**WORK INSTRUCTIONS**
Carry on the nanotube roundup below, starting right after its last sentence.

[Opening GIVEN PASSAGE section]

Nanotube Roundup: Carbon Nanotubes in Computer Chips, Nanotubes in Solar Cells

1. From MIT, a new technique for growing carbon nanotubes should be easier to integrate with existing semiconductor manufacturing processes.

“Low Temperature Synthesis of Vertically Aligned Carbon Nanotubes with Electrical Contact to Metallic Substrates Enabled by Thermal Decomposition of the Carbon Feedstock,” Gilbert Nessim, Carl V. Thompson et al, Nano Letters, Aug. 31, 2009

Results: Researchers in the lab of MIT materials science professor Carl V. Thompson grew dense forests of crystalline carbon nanotubes on a metal surface at temperatures close to those characteristic of computer chip manufacturing. Unlike previous attempts to do the same thing, the researchers’ technique relies entirely on processes already common in the semiconductor industry. The researchers also showed that the crucial step in their procedure was to preheat the hydrocarbon gas from which the nanotubes form, before exposing the metal surface to it.

Why it matters: The transistors in computer chips are traditionally connected by tiny copper wires. But as chip circuitry shrinks and the wires become thinner, their conductivity suffers and they become more likely to fail. A simple enough manufacturing process could enable carbon nanotubes to replace the vertical wires in chips, permitting denser packing of circuits.

2. Researchers at Cornell University have made a photovoltaic cell out of a single carbon nanotube that can take advantage of more of the energy in light than conventional photovoltaics. Carbon nanotube photovoltaics can wring twice the charge from light.

[Closing GIVEN PASSAGE section]
[Opening PROVIDED MATERIAL section]

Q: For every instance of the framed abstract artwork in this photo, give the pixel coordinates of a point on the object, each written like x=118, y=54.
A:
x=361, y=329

[Closing PROVIDED MATERIAL section]
[Opening PROVIDED MATERIAL section]

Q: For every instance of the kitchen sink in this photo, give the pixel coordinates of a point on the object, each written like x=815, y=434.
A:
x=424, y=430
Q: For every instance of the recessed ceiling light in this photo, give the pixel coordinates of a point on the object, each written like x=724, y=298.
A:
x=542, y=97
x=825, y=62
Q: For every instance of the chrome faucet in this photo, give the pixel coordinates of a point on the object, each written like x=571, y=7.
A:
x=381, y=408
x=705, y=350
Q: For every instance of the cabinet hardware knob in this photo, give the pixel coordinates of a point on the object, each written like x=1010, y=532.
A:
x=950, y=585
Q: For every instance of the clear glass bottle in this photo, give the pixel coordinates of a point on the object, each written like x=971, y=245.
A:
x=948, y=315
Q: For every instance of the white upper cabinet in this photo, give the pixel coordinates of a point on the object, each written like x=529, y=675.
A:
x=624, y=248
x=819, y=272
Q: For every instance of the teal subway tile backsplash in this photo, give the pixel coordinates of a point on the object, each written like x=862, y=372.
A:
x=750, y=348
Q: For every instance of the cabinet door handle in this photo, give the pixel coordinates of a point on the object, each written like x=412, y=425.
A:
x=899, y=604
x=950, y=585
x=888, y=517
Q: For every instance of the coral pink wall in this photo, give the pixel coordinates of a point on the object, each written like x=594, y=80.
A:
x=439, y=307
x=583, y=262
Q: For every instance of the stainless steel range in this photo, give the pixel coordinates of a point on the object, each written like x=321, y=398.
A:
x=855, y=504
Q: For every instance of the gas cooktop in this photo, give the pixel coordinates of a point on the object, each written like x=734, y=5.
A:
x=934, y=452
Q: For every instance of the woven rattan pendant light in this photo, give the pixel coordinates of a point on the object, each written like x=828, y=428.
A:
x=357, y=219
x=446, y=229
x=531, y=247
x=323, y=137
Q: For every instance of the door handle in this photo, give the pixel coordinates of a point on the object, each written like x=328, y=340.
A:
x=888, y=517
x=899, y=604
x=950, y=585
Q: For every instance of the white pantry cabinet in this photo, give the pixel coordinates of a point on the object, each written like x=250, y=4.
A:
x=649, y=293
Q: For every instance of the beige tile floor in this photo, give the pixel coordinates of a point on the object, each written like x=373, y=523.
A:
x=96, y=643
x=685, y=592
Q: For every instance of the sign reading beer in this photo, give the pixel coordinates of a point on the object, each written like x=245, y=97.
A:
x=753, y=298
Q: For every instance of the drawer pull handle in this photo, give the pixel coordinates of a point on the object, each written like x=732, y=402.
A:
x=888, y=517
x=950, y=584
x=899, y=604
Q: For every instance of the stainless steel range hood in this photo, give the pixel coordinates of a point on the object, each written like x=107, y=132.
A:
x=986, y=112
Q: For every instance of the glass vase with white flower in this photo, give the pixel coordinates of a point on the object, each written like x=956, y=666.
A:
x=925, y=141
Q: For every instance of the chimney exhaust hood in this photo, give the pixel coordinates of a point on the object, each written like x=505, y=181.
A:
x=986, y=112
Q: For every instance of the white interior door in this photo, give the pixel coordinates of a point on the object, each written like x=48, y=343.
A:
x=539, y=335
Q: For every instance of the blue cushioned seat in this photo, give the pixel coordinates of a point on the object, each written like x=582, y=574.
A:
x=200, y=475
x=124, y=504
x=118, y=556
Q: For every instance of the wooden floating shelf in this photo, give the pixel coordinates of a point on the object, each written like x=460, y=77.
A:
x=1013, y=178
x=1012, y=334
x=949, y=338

[Closing PROVIDED MATERIAL section]

**OUTPUT**
Researchers led by Paul McEuen, professor of physics at Cornell, began by putting a single nanotube in a circuit and giving it three electrical contacts called gates, one at each end and one underneath. They used the gates to apply a voltage across the nanotube, then illuminated it with light. When a photon hits the nanotube, it transfers some of its energy to an electron, which can then flow through the circuit off the nanotube. This one-photon, one-electron process is what normally happens in a solar cell. What’s unusual about the nanotube cell, says McEuen, is what happens when you put in what he calls “a big photon” — a photon whose energy is twice as big as the energy normally required to get an electron off the cell. In conventional cells, this is the energy that’s lost as heat. In the nanotube device, it kicks a second electron into the circuit. The work was described last week in the journal Science.

McEuen cautions that his work on carbon nanotube photovoltaics is fundamental. “We’ve made the world’s smallest solar cell, and that’s not necessarily a good thing,” he says. To take advantage of the nanotubes’ superefficiency, researchers will first have to develop methods for making large arrays of the diodes. “We’re not at a point where we can scale up carbon nanotubes, but that should be the ultimate goal,” says Lee, who developed the first nanotube diodes while a researcher at General Electric. It’s not clear why the nanotube photovoltaic cell offers this two-for-one energy conversion.

3. An international team studying the effects of friction on carbon nanotubes claims that friction can be cut in half when carbon nanotubes are aligned lengthwise rather than transversely.